[Pointing and labeling listing]
.....
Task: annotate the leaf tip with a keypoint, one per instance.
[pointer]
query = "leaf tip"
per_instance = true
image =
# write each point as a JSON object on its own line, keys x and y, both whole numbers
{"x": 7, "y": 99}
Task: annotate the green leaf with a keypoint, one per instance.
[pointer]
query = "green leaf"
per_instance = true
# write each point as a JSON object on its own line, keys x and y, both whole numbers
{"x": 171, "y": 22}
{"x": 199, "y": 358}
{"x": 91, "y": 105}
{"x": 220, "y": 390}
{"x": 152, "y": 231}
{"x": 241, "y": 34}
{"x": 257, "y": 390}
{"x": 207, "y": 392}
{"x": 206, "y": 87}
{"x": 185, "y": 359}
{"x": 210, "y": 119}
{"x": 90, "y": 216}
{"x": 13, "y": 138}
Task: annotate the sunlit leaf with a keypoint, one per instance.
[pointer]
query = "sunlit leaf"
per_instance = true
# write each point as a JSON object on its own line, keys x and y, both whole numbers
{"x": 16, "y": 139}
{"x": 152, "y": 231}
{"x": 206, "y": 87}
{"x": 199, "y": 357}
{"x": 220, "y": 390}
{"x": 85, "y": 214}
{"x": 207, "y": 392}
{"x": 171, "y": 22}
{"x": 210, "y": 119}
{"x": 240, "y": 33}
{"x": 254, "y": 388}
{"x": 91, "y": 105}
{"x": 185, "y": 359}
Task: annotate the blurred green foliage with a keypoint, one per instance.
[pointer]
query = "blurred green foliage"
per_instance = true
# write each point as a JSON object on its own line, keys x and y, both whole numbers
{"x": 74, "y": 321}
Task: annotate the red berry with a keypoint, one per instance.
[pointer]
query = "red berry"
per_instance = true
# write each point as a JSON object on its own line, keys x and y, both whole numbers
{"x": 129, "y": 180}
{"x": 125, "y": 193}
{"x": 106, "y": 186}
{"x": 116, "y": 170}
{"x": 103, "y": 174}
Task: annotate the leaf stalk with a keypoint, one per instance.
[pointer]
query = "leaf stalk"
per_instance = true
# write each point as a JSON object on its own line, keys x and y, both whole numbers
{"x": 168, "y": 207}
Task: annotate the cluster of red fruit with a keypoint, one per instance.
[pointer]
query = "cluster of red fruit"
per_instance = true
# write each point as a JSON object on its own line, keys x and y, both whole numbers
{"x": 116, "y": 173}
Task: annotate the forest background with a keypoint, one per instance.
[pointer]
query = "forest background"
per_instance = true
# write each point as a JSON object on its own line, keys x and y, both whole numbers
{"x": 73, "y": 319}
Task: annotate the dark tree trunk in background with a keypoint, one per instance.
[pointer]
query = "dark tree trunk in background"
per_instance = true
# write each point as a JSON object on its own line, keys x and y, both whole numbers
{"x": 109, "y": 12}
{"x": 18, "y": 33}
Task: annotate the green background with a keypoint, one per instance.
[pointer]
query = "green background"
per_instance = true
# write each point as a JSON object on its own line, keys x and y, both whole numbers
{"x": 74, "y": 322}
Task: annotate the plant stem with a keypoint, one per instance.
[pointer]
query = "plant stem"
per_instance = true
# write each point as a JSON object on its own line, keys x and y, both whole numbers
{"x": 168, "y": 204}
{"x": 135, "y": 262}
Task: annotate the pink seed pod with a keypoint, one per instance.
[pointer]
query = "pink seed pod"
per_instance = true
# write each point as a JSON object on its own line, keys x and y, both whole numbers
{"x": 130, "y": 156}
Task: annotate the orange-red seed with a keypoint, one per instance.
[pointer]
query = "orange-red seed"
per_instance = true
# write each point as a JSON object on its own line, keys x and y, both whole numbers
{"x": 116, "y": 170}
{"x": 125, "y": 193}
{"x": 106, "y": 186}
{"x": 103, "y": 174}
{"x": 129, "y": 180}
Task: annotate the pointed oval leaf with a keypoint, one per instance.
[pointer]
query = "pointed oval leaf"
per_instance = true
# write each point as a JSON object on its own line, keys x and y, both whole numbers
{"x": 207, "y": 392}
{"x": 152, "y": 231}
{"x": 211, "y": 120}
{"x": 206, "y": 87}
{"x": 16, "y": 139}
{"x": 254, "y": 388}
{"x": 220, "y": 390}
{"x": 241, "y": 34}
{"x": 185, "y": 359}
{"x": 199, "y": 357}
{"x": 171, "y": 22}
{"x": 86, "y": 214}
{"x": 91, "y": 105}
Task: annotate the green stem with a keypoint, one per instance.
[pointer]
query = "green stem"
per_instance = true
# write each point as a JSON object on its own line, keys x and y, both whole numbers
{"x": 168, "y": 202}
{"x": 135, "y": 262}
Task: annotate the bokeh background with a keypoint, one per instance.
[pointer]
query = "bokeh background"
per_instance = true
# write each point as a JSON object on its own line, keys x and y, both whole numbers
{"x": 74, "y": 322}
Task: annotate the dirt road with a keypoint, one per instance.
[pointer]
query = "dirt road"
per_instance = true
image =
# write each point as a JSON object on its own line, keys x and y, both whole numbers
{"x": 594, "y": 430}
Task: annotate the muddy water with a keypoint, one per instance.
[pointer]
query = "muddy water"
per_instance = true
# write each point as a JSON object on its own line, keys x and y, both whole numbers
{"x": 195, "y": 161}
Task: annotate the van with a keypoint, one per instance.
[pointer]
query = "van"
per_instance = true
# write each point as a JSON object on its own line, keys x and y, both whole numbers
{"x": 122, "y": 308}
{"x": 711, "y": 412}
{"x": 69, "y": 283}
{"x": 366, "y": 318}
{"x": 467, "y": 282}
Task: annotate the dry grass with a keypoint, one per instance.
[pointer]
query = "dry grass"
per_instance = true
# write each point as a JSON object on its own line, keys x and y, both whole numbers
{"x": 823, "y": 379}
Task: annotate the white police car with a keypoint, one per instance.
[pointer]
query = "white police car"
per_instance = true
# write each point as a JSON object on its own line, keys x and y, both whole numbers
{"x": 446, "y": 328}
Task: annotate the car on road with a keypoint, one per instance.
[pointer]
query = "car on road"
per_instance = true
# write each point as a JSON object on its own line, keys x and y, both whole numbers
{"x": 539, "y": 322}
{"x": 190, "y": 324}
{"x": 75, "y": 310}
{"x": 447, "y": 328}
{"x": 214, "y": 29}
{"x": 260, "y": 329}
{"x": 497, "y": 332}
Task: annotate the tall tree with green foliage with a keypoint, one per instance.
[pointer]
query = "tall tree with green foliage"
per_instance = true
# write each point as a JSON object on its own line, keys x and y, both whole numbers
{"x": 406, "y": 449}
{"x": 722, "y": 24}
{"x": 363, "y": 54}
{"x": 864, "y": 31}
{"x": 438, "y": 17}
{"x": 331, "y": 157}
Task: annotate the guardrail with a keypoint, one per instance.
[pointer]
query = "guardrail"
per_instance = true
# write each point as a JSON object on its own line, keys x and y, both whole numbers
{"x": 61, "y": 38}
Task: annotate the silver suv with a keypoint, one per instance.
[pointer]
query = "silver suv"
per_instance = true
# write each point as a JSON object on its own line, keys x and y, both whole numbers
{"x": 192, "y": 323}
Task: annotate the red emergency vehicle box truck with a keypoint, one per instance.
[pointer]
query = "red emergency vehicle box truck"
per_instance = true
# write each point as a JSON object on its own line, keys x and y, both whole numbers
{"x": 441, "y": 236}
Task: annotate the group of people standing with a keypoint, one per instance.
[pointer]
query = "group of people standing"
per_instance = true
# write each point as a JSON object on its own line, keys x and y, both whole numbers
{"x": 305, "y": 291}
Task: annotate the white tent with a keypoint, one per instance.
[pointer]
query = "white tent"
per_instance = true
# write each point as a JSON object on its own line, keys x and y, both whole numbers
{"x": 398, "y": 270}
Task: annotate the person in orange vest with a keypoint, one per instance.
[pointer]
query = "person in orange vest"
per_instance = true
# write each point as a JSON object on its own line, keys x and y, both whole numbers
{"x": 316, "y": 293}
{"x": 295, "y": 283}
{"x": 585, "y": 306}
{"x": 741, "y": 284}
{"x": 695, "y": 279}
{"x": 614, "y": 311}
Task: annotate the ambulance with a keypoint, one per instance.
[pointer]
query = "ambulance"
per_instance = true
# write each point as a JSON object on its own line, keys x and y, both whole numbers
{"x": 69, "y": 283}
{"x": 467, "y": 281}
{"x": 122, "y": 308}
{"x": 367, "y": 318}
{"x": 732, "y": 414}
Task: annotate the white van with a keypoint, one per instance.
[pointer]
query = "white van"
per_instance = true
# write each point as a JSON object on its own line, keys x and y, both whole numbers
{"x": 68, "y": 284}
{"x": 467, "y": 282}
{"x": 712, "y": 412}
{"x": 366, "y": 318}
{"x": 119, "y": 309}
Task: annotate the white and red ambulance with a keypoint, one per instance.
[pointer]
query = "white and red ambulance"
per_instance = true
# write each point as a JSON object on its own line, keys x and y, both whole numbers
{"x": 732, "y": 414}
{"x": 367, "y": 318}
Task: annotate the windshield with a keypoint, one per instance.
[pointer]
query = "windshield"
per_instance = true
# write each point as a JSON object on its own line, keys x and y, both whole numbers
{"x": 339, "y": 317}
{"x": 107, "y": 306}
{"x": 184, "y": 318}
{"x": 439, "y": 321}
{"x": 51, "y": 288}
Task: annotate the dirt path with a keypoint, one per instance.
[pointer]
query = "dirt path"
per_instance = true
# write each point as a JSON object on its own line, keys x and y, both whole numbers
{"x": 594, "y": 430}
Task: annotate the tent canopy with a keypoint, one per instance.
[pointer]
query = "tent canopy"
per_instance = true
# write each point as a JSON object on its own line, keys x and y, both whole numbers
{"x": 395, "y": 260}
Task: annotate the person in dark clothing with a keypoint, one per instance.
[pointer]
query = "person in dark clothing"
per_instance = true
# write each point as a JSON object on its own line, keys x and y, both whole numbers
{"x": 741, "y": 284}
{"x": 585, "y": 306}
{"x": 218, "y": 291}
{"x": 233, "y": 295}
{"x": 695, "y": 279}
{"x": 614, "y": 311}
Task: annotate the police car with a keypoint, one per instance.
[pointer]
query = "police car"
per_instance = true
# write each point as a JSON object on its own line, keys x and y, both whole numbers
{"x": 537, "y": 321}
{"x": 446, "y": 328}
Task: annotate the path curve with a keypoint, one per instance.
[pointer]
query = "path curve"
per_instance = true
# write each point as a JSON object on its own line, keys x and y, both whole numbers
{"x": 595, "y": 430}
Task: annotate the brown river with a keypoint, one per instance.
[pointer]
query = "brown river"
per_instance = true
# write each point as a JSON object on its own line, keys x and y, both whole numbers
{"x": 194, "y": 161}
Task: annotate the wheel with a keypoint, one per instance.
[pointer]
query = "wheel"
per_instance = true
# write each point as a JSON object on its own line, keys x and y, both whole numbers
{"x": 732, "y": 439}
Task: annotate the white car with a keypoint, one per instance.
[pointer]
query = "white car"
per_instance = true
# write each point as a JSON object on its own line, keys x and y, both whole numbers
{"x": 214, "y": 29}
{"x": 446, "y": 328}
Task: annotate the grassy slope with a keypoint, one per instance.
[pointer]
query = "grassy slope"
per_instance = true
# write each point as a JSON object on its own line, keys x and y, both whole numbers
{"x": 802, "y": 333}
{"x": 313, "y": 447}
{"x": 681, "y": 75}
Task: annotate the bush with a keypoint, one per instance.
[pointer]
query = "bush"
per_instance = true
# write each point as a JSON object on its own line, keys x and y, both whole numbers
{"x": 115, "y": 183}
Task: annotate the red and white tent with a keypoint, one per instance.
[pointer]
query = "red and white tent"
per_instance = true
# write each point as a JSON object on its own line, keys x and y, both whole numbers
.....
- [AIM OF THE EXERCISE]:
Output the lines of the listing above exactly as they appear, beginning with the line that contains "Task: annotate the bush" and continuing through the final line of the listing.

- [ANSWER FOR THE TASK]:
Task: annotate the bush with a keypoint, one per instance.
[pointer]
query = "bush"
per_instance = true
# write each point as a JSON object on its own line, keys x and y, both whole numbers
{"x": 115, "y": 183}
Task: annotate the red and white tent with a keypoint, one per instance.
[pointer]
query = "red and white tent"
per_instance = true
# write each point as a JSON object on its own line, keys x and y, both whole numbers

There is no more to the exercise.